───── EXTRACTO FUENTE
A la luz de todo lo que antecede, el lector cuenta ahora con la información necesaria para adentrarse en los vericuetos entretenidos de la fórmula del amor y, sobre todo, para descubrir y medir por sí mismo su propia capacidad de amar. En el diseño de esta autoevaluación han intervenido diversos grupos de psicólogos experimentados y especialistas de mercado que, a su vez, contrastaron sus planteamientos con grupos de lectores potenciales. El autor —no quería dejar de la mano a mis lectores en una tarea tan sensible e innovadora— aceptó coordinar el proyecto más amplio de una encuesta sobre la felicidad que incluía, lógicamente, la capacidad de amar. El trabajo ha sido dirigido y realizado, con tanto empeño como inteligencia, por la multinacional Coca-Cola, cuya sede está en Atlanta.

Sin prejuzgar la bondad de los resultados —eso incumbe al lector que realice su propia autoevaluación—, el hecho es que nunca se habían puesto tantos esfuerzos profesionales y académicos en medir una variable tan olvidada y, al mismo tiempo, tan presente en la vida emocional de las personas como la capacidad de amar. De eso trata el siguiente y último capítulo del libro.
──────────
───── LÍNEAS DE DATOS
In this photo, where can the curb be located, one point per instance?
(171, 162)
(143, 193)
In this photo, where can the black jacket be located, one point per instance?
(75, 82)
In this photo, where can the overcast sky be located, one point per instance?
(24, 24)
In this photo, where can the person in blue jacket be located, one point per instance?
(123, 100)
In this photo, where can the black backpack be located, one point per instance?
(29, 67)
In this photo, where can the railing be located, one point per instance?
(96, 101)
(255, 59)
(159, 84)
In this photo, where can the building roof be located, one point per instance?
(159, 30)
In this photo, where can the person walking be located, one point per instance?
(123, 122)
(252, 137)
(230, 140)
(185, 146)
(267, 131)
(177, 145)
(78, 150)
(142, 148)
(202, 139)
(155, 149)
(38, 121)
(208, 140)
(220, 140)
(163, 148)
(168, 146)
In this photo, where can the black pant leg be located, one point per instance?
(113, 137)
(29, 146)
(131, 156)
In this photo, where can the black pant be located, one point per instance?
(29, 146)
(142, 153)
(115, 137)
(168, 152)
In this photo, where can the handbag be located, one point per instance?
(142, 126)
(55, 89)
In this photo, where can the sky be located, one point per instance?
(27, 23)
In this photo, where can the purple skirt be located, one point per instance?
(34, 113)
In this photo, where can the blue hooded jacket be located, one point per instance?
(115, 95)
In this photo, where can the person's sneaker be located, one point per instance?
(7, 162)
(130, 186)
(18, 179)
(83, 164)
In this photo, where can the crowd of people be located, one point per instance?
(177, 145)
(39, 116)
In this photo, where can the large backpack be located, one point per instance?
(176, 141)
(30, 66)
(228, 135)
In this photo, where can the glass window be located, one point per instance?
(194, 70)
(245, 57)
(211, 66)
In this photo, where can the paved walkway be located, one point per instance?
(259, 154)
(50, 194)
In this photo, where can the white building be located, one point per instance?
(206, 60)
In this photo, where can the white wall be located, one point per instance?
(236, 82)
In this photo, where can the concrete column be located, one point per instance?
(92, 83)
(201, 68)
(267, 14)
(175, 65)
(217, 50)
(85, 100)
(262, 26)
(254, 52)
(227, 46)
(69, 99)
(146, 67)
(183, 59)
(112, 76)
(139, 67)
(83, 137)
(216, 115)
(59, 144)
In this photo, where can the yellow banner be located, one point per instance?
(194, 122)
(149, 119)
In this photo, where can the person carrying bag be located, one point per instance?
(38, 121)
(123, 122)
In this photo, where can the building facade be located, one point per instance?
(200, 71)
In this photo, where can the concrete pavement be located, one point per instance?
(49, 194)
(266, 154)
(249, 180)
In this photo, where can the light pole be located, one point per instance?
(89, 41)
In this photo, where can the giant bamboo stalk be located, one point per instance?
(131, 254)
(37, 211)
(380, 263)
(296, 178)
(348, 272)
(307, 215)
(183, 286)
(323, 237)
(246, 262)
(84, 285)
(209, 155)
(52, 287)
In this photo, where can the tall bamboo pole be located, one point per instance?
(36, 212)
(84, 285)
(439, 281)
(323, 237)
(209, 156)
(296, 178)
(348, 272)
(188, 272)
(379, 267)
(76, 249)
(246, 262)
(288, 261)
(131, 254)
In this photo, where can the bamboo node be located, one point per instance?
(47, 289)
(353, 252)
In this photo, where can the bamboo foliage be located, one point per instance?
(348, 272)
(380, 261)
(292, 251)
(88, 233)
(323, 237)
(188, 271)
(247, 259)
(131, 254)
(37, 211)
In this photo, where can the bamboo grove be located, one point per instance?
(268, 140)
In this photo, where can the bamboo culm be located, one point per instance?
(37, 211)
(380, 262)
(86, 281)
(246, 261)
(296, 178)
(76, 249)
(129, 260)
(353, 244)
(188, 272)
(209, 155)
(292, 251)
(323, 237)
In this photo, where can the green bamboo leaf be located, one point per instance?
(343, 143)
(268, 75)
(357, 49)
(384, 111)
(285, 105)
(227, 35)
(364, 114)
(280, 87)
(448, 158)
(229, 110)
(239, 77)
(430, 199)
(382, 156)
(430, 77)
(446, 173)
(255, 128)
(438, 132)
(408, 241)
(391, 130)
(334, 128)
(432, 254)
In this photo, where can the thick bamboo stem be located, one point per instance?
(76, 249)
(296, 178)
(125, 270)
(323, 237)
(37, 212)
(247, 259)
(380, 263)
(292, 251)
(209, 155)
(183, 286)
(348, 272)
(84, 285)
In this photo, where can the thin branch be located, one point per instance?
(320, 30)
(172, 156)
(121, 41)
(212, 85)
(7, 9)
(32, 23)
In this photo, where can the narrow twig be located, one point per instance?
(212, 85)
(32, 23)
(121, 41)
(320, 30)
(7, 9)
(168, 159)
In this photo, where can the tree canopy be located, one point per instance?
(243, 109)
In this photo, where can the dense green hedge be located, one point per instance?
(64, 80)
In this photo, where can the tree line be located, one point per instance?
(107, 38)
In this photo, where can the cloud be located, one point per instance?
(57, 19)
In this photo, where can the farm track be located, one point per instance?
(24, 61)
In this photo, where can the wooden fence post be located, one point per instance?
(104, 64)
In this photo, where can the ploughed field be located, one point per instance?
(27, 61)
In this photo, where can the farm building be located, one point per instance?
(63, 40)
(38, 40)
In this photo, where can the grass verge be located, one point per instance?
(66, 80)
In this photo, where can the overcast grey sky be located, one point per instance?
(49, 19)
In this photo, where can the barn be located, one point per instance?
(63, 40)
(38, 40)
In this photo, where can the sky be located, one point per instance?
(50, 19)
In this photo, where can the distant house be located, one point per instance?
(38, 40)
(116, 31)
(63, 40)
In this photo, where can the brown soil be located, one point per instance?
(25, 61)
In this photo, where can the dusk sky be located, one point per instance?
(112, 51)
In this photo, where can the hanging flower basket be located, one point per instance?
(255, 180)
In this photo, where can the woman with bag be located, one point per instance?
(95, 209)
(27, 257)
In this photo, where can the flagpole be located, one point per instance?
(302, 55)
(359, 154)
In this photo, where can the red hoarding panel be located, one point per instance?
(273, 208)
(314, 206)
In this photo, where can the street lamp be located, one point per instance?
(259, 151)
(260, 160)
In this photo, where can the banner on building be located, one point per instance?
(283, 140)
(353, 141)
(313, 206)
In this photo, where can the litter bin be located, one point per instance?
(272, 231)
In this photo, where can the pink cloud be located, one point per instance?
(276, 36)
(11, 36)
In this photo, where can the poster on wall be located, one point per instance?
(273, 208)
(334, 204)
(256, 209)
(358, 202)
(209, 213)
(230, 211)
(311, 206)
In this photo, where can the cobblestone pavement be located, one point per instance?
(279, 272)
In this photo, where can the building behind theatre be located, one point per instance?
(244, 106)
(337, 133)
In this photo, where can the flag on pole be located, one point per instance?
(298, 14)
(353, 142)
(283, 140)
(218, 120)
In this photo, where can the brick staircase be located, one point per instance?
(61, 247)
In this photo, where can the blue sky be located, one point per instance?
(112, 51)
──────────
───── LÍNEAS DE DATOS
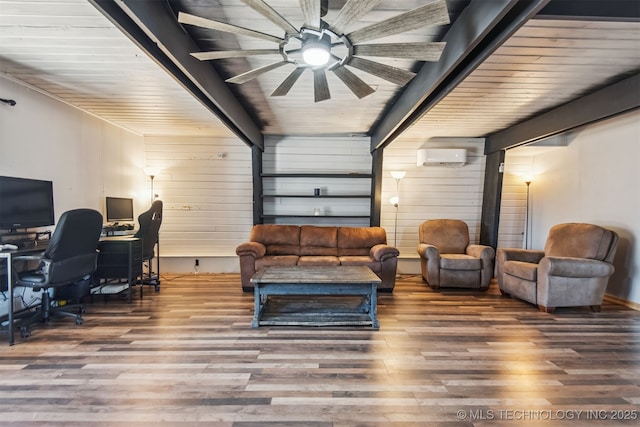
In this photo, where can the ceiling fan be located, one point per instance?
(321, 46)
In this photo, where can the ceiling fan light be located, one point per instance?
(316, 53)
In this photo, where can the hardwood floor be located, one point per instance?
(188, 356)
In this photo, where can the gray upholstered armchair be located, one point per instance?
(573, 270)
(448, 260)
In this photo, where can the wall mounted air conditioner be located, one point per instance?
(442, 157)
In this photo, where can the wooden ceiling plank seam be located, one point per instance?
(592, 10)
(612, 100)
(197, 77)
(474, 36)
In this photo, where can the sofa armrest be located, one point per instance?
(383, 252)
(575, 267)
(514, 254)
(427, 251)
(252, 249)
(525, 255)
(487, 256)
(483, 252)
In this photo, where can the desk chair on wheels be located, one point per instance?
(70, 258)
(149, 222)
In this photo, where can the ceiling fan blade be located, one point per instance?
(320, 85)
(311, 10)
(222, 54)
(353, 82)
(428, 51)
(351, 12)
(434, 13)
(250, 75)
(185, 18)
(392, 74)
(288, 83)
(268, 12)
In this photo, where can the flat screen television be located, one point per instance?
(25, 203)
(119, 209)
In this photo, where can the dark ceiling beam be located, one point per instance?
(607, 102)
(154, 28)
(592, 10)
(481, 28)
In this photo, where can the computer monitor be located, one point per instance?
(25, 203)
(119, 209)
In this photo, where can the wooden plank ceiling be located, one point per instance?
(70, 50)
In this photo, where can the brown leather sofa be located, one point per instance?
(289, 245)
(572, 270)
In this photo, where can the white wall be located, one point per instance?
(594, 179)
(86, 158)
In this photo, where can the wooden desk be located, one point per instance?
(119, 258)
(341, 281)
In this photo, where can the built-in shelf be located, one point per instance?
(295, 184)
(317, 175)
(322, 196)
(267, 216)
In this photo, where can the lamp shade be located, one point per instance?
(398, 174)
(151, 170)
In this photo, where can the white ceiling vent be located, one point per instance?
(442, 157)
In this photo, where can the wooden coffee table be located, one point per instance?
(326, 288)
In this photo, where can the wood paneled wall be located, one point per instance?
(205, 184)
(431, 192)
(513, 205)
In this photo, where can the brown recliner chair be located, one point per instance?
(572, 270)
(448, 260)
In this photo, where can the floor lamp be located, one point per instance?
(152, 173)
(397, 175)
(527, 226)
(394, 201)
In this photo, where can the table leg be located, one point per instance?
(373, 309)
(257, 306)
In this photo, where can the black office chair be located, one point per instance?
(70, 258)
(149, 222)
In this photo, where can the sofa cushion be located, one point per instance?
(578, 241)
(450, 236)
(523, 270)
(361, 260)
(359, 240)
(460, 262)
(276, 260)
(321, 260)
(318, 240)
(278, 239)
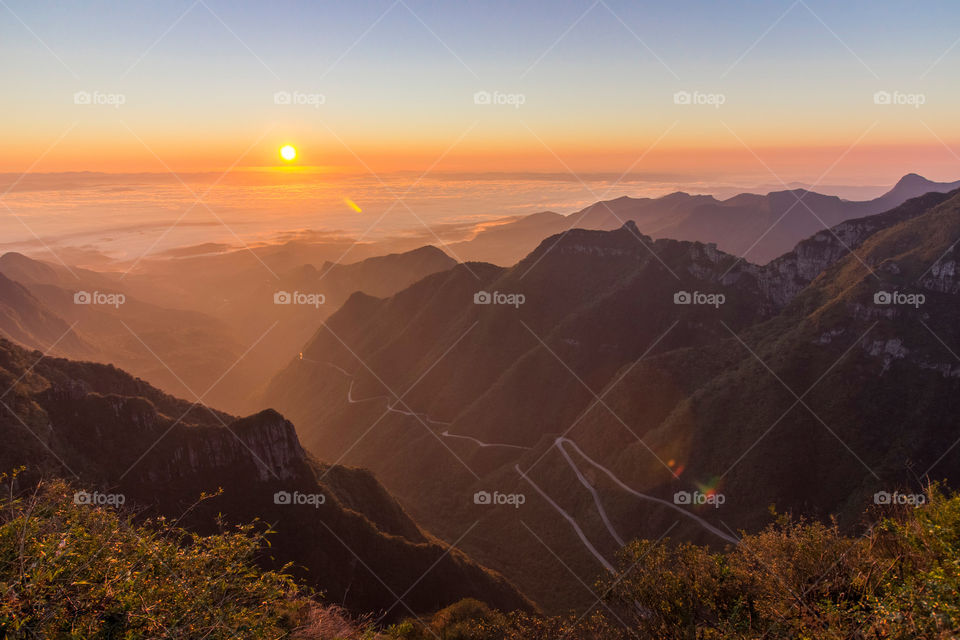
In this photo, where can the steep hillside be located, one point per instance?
──────────
───── LÍNEAS DE DATOS
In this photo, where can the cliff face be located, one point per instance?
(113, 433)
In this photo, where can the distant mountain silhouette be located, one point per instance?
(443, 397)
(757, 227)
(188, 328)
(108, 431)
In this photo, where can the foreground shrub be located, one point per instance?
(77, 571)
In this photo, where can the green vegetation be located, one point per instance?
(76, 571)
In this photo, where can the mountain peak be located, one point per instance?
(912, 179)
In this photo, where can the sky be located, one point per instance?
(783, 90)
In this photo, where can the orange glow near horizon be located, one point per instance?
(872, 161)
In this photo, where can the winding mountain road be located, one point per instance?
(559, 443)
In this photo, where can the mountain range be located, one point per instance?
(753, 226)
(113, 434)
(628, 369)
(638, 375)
──────────
**OBJETIVOS**
- A) Según el extracto fuente, ¿qué empresa dirigió y realizó el trabajo?
- B) Con base en el extracto fuente, explica por qué el autor aceptó coordinar el proyecto de la encuesta sobre la felicidad.
- C) Duplica del extracto fuente el pasaje que comienza con "Sin prejuzgar la" y sigue hasta "capítulo del libro.".

**RESPUESTAS ESPERADAS**
- A) La multinacional Coca-Cola, con sede en Atlanta.

- B) El autor aceptó coordinarlo porque no quería dejar de la mano a sus lectores en una tarea tan sensible e innovadora. Esa tarea es la de descubrir y medir su propia capacidad de amar, que la encuesta incluía.

- C)
Sin prejuzgar la bondad de los resultados —eso incumbe al lector que realice su propia autoevaluación—, el hecho es que nunca se habían puesto tantos esfuerzos profesionales y académicos en medir una variable tan olvidada y, al mismo tiempo, tan presente en la vida emocional de las personas como la capacidad de amar. De eso trata el siguiente y último capítulo del libro.